> [QUOTED PASSAGE]
This week, the American College of Physicians released a dietary guideline for red and processed meat.
The guideline, published in the Annals of Internal Medicine, suggested that Americans can continue to consume red meat at their current levels, which is about 3 to 4 servings per week on average. The panel agreed that there is evidence that red meat is associated with risk for chronic disease but determined that the evidence for this was generally of low quality and that any effects were fairly small. The guideline is based on studies looking at the health impacts of eating varying amounts of red and processed meat—it didn’t address a vegan diet.
Not surprisingly, the meat industry has embraced these findings, but others such as the American Heart Association, American Cancer Society, and Harvard School of Public Health have criticized the report. Harvard School of Public Health has a particularly devastating critique of the guideline, including:
The new guidelines are not justified as they contradict the evidence generated from their own meta-analyses. Among the five published systematic reviews, three meta-analyses basically confirmed previous findings on red meat and negative health effects. The publication of these studies and the meat guidelines in a major medical journal is unfortunate because following the new guidelines may potentially harm individuals’ health, public health, and planetary health. It may also harm the credibility of nutrition science and erode public trust in scientific research.
In outlining its rationale, the American College of Physicians panel noted that it did not consider either animal welfare or environmental considerations. We believe that responsible dietary recommendations must always consider a range of issues, including animal welfare, human justice issues, and the environment. So unless red meat is shown to be needed for human health—which it isn’t—these recommendations are not relevant for anyone who wants to make responsible dietary choices.

Data items:
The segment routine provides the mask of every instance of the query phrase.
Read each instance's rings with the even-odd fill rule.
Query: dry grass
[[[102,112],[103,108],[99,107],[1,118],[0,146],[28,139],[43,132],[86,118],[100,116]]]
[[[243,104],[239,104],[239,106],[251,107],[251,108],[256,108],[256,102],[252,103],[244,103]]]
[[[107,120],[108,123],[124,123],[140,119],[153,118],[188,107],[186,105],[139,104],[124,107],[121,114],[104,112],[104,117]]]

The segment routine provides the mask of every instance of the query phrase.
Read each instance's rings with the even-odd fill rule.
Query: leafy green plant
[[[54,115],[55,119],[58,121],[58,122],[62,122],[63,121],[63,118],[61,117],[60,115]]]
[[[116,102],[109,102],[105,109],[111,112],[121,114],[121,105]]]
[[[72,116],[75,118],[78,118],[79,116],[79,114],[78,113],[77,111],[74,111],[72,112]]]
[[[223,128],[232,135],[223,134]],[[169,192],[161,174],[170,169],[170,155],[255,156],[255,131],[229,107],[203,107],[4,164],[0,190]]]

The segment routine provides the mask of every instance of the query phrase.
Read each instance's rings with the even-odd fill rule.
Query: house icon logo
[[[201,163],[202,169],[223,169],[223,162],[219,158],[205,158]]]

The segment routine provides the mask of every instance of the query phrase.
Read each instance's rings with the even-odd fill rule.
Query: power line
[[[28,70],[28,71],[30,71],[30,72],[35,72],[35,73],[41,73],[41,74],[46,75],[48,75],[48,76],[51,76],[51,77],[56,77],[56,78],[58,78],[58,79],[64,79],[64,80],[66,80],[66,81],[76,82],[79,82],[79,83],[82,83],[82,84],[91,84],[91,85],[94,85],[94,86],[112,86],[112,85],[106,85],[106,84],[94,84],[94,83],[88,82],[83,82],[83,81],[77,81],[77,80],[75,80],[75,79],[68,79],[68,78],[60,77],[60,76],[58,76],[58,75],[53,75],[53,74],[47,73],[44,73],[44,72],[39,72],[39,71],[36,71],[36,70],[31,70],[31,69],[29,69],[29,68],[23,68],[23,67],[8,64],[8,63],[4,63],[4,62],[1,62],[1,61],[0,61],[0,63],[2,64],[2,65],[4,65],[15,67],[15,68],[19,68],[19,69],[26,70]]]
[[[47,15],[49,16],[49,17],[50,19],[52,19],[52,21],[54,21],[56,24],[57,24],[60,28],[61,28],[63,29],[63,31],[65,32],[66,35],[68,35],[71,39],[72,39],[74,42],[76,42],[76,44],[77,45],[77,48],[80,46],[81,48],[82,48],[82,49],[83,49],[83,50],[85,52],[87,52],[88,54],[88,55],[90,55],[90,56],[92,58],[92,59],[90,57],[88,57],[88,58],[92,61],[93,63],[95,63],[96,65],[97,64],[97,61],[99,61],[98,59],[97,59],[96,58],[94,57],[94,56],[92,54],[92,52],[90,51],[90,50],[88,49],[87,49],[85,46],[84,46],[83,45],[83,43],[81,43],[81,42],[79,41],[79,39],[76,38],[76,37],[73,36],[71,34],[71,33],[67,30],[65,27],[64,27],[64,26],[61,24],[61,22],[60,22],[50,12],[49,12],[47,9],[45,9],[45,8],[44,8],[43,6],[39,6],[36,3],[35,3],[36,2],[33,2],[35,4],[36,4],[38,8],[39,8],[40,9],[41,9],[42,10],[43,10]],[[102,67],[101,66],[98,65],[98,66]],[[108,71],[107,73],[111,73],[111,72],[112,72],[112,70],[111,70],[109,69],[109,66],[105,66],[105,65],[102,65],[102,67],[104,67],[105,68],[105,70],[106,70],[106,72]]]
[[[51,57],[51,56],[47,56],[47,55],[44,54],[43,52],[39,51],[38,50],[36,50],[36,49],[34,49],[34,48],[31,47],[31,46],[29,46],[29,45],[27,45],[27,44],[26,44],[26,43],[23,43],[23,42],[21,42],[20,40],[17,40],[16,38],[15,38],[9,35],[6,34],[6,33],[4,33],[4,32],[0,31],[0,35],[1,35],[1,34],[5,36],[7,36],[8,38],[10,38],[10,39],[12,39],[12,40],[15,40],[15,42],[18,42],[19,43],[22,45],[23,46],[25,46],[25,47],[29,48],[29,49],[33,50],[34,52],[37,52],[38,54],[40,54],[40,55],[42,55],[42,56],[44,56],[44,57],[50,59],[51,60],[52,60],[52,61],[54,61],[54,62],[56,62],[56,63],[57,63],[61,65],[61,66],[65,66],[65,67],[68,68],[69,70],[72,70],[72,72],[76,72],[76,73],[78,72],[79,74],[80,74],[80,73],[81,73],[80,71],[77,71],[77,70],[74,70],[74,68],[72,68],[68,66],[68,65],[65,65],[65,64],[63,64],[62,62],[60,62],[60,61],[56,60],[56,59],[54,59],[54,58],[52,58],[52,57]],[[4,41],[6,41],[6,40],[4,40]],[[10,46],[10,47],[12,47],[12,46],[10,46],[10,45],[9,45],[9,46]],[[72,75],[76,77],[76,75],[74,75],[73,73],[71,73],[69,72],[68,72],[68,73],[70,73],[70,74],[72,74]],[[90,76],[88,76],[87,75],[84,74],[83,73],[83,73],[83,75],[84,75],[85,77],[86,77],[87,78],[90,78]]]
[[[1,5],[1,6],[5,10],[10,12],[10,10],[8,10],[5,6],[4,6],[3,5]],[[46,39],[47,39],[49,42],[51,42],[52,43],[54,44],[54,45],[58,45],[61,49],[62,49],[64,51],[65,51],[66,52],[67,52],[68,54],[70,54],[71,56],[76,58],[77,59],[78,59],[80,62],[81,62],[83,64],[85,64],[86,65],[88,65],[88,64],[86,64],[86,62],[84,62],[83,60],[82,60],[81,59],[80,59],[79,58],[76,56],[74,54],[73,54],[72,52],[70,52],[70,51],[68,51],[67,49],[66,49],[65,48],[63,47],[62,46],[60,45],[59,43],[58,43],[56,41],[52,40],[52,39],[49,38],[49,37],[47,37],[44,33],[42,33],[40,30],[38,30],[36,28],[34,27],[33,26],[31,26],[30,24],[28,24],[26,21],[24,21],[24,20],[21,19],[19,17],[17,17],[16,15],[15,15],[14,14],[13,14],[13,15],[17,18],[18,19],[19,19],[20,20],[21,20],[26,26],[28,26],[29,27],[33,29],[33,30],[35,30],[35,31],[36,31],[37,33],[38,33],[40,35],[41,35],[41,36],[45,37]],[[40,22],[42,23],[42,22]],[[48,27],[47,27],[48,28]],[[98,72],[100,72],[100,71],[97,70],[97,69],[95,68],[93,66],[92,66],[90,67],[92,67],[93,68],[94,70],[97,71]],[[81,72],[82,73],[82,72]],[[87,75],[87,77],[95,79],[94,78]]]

> [WORK INSTRUCTION 1] Change "Americans" to "U.S. adults" and write out the red meat article from "This week, the" to "a vegan diet." with that one change.
> [WORK INSTRUCTION 2] For each statement, answer yes or no according to the red meat article and quote the words that decide it. (a) The guideline was published in the Annals of Internal Medicine. (b) The guideline addressed a vegan diet. (c) The American Heart Association praised the report.
> [WORK INSTRUCTION 3] Please translate this sentence from the red meat article into Spanish: "In outlining its rationale, the American College of Physicians panel noted that it did not consider either animal welfare or environmental considerations."
You won't need the records for any of this.

> [TASK ANSWER 1]
This week, the American College of Physicians released a dietary guideline for red and processed meat.
The guideline, published in the Annals of Internal Medicine, suggested that U.S. adults can continue to consume red meat at their current levels, which is about 3 to 4 servings per week on average. The panel agreed that there is evidence that red meat is associated with risk for chronic disease but determined that the evidence for this was generally of low quality and that any effects were fairly small. The guideline is based on studies looking at the health impacts of eating varying amounts of red and processed meat—it didn’t address a vegan diet.

> [TASK ANSWER 2]
(a) Yes: "The guideline, published in the Annals of Internal Medicine"
(b) No: "it didn’t address a vegan diet"
(c) No: "others such as the American Heart Association, American Cancer Society, and Harvard School of Public Health have criticized the report"

> [TASK ANSWER 3] Al exponer su justificación, el panel del American College of Physicians señaló que no tuvo en cuenta ni el bienestar animal ni las consideraciones ambientales.